ASSIGNMENT ▸ Please write out only the lines running from the one with "Target: white wall" through the last line of the listing, each exactly as given.

DATA SECTION ▸
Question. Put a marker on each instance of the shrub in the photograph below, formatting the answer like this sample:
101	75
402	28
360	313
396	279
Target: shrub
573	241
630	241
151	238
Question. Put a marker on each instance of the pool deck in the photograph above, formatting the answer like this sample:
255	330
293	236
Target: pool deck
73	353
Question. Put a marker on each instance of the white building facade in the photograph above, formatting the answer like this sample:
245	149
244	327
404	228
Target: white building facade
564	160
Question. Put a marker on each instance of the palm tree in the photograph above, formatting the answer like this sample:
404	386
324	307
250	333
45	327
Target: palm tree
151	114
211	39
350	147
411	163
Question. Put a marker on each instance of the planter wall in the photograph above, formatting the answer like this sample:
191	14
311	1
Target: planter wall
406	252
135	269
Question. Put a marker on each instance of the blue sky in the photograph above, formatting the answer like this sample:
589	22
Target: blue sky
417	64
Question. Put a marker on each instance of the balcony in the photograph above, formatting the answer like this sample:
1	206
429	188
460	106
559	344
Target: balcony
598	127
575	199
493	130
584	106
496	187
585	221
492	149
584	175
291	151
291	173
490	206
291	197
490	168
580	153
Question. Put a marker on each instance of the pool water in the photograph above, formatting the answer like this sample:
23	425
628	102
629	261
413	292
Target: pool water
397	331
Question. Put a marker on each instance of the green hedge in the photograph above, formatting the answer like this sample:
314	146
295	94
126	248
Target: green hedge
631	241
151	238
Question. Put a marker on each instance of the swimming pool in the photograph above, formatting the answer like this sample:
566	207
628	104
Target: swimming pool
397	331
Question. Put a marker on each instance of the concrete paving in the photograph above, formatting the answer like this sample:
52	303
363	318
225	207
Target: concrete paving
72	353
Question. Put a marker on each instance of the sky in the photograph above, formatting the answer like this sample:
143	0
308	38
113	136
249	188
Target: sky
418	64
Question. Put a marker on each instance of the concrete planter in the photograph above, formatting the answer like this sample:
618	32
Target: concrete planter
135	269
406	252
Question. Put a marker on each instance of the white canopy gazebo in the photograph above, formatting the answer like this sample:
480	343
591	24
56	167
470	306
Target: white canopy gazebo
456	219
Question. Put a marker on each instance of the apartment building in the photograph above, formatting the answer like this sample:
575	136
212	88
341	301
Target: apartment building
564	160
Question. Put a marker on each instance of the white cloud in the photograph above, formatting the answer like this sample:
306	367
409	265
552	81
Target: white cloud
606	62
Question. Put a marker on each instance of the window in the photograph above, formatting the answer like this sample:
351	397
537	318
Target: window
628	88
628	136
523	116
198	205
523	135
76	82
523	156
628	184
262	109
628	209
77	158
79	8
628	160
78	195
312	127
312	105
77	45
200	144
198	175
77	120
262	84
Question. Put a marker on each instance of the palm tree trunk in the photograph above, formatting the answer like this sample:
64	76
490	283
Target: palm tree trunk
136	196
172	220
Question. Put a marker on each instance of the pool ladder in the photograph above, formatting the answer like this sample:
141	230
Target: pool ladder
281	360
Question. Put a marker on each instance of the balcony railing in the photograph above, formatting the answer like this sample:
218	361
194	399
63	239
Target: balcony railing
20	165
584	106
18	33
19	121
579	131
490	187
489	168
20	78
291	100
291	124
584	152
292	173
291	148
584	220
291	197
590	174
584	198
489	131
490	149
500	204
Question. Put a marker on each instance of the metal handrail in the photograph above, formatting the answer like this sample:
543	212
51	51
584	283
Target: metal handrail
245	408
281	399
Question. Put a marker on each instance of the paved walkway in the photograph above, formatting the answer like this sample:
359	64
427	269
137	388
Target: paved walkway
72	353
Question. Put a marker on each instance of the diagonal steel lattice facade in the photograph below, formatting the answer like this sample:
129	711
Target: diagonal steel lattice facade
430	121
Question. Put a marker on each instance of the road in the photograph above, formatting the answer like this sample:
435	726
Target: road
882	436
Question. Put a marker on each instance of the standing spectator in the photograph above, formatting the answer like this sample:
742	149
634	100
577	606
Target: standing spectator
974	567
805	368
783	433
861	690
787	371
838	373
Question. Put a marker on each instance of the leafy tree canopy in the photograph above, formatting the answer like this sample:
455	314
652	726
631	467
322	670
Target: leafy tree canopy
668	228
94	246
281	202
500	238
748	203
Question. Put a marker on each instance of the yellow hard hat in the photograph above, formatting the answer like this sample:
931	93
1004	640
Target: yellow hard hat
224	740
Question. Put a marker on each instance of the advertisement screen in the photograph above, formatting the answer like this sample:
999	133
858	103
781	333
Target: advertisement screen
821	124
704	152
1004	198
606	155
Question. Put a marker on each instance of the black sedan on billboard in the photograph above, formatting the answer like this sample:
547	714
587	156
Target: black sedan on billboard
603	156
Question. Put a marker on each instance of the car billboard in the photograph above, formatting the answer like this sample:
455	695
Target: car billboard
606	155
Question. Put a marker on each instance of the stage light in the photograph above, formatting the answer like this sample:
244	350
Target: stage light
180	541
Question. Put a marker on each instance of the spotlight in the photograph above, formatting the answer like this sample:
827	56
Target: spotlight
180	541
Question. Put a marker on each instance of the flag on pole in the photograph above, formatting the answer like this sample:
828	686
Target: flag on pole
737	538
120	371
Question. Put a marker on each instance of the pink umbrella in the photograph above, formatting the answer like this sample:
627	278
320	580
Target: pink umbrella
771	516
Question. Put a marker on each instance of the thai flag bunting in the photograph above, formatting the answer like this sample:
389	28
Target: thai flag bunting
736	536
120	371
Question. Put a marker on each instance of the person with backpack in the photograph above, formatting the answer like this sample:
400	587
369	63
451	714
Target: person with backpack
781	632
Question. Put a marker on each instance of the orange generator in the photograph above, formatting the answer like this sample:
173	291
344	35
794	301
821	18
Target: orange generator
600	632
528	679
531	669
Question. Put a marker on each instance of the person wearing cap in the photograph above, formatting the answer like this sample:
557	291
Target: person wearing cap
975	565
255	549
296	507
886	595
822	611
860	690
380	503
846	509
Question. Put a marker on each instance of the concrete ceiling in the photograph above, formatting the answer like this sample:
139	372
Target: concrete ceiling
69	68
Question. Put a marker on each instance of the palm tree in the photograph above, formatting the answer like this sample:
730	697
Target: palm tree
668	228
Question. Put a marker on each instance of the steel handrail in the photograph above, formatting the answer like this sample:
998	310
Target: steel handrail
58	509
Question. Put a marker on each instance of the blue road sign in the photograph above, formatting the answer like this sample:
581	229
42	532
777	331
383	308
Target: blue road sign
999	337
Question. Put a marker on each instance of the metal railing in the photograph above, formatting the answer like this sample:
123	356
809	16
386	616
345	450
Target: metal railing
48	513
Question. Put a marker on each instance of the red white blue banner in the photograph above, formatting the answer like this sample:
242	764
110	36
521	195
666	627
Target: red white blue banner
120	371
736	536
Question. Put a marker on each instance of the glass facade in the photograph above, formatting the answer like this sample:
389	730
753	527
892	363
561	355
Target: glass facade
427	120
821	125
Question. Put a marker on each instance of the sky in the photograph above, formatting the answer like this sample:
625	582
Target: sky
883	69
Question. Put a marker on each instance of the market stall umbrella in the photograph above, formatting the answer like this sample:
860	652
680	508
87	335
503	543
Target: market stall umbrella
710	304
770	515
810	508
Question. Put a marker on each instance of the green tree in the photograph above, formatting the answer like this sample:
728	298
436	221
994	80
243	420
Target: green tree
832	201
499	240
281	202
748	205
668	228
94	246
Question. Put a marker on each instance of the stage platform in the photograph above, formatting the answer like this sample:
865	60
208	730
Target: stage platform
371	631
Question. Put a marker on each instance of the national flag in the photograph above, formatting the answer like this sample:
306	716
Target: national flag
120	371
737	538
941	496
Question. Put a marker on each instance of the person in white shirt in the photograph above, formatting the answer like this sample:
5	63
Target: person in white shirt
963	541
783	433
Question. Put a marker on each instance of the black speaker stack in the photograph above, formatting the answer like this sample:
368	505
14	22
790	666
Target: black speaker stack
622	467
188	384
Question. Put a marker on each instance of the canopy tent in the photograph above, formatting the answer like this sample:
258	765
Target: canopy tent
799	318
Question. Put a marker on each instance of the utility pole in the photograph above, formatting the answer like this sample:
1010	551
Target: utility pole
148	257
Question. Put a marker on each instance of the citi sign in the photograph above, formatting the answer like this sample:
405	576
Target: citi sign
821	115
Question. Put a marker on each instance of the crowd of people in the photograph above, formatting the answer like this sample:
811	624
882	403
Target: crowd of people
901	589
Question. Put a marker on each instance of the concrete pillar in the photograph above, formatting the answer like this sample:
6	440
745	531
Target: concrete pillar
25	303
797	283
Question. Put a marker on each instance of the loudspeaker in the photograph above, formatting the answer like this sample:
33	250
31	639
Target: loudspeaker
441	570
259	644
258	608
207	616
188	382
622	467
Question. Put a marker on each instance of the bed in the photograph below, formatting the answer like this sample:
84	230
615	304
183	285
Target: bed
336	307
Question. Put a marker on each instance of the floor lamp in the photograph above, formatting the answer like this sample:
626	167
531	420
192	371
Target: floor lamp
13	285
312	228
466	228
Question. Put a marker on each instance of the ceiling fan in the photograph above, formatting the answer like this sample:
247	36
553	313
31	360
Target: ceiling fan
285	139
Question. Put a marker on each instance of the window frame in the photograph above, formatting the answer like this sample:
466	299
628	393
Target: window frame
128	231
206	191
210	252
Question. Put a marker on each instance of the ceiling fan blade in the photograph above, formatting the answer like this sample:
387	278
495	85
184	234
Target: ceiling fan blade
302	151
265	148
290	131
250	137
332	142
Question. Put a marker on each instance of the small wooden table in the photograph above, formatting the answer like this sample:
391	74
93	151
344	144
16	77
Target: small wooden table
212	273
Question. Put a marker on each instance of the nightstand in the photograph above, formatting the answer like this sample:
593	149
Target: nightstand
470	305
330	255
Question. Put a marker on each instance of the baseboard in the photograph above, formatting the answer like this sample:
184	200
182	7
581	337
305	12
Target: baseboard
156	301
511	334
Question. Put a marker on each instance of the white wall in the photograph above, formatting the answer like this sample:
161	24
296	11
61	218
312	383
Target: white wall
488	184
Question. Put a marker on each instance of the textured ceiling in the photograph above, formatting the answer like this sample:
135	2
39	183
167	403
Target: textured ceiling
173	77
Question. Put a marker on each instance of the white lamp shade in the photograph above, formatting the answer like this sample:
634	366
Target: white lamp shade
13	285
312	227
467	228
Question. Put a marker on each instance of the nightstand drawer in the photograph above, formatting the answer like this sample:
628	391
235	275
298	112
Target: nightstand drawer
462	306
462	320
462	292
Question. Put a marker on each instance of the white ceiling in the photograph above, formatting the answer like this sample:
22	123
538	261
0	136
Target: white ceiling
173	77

SOLUTION FOR THIS PROBLEM ▸
Target: white wall
488	184
Question. Put a marker on each instance of the textured ceiling in the photograph above, formatting the answer like this sample:
135	2
39	183
167	403
Target: textured ceiling
173	77
Question. Put a marker on each instance of the white lamp shade in the photograph above, formatting the answer like this sample:
634	366
Target: white lamp shade
13	285
312	227
467	228
Question. Put a marker on each instance of the nightstand drawer in the photograph above, formatting the answer like this sample:
628	391
235	275
298	112
Target: nightstand drawer
462	306
462	320
462	292
Question. Put a marker on each instance of the white ceiling in the photograph above, formatting the answer like this sample:
22	123
538	261
0	136
Target: white ceiling
173	77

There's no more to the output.